The task
Reproduce the commentary on delays in the Bergdahl desertion case word for word, from its title through its final sentence.
----- Excerpt to read -----
No News is Bad News in the Bergdahl Case

Perhaps the most obvious sign that the Bowe Bergdahl desertion case has been irrevocably corrupted by President Obama’s improper (and illegal) command influence is the unexplained and inordinate delays in processing and completing the case. As I explained here, military justice generally differs from the civilian model in its alacrity, because the military’s mission requires that criminal cases be handled honestly but swiftly, lest good order and discipline disappear. This is especially true in the case of pure military offenses, like those against Bergdahl. 

It has been over a month since Bergdahl’s attorneys leaked the results of the Article 32 hearing in his case (this being the military version of a grand jury.) The recommendation went to General Robert Abrams the convening authority for disposition. Although the Bergdahl case is actually a relatively simple affair on the charges (desertion and misbehavior before the enemy) and the facts, Abrams has yet to make a decision on the matter. This follows a disturbing pattern wherein this case has featured long delays at every step, as Army officials obviously try to square Obama’s stated preferences (and ego) with military justice.
----- Given records -----
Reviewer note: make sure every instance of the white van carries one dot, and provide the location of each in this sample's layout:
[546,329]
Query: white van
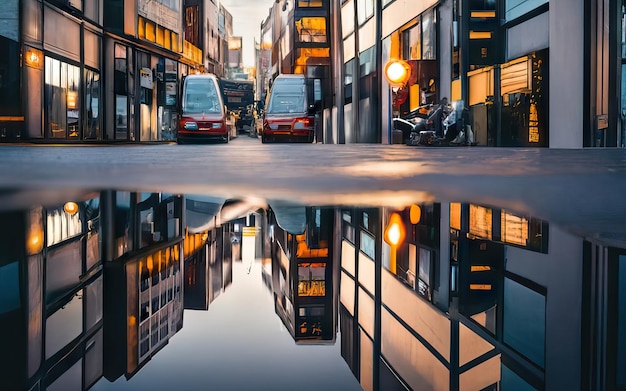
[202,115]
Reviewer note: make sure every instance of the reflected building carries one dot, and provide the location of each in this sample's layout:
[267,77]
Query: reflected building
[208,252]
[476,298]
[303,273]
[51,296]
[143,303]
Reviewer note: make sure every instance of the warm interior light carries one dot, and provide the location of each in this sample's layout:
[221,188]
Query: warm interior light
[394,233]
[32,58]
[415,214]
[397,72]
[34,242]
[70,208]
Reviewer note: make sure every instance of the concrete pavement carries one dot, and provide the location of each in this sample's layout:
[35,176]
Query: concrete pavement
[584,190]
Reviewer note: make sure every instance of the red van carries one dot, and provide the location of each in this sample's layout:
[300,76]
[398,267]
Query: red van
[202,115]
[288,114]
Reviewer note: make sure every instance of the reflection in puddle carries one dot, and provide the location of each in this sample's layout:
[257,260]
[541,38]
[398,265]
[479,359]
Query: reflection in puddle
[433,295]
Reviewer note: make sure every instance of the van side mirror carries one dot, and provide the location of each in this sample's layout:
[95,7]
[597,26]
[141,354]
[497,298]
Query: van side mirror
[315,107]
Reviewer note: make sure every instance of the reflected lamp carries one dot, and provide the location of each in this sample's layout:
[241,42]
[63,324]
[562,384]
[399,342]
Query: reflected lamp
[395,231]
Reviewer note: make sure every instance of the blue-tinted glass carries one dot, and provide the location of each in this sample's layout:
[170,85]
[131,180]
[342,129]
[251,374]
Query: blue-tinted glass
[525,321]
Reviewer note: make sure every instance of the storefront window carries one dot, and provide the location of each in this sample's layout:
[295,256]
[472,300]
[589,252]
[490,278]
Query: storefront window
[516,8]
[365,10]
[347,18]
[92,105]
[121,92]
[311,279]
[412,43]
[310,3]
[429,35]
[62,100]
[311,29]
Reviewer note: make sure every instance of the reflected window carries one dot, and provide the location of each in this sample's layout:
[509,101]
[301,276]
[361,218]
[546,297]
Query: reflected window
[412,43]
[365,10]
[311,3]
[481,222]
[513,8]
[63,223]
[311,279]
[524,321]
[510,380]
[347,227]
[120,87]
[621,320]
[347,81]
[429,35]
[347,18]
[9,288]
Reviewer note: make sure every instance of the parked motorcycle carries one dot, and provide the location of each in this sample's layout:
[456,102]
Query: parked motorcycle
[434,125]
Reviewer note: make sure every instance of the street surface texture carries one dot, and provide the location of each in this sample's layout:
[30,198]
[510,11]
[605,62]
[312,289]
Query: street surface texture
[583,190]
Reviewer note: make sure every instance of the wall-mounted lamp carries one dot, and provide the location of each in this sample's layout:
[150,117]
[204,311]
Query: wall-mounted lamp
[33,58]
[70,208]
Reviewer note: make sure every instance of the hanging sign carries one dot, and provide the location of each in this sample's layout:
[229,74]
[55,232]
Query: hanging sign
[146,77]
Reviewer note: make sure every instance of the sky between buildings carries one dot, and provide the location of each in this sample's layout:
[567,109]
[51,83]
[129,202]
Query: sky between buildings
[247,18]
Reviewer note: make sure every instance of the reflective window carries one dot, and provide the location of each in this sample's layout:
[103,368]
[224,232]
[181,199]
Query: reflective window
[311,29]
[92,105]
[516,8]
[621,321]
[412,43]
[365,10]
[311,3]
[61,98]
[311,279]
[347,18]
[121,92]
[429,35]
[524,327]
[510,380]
-----
----- Given records -----
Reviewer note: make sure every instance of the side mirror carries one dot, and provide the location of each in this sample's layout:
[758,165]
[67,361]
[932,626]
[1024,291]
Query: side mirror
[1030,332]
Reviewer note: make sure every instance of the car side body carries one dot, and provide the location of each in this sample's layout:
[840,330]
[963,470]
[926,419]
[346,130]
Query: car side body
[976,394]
-----
Reply
No News is Bad News in the Bergdahl Case

Perhaps the most obvious sign that the Bowe Bergdahl desertion case has been irrevocably corrupted by President Obama’s improper (and illegal) command influence is the unexplained and inordinate delays in processing and completing the case. As I explained here, military justice generally differs from the civilian model in its alacrity, because the military’s mission requires that criminal cases be handled honestly but swiftly, lest good order and discipline disappear. This is especially true in the case of pure military offenses, like those against Bergdahl. 

It has been over a month since Bergdahl’s attorneys leaked the results of the Article 32 hearing in his case (this being the military version of a grand jury.) The recommendation went to General Robert Abrams the convening authority for disposition. Although the Bergdahl case is actually a relatively simple affair on the charges (desertion and misbehavior before the enemy) and the facts, Abrams has yet to make a decision on the matter. This follows a disturbing pattern wherein this case has featured long delays at every step, as Army officials obviously try to square Obama’s stated preferences (and ego) with military justice.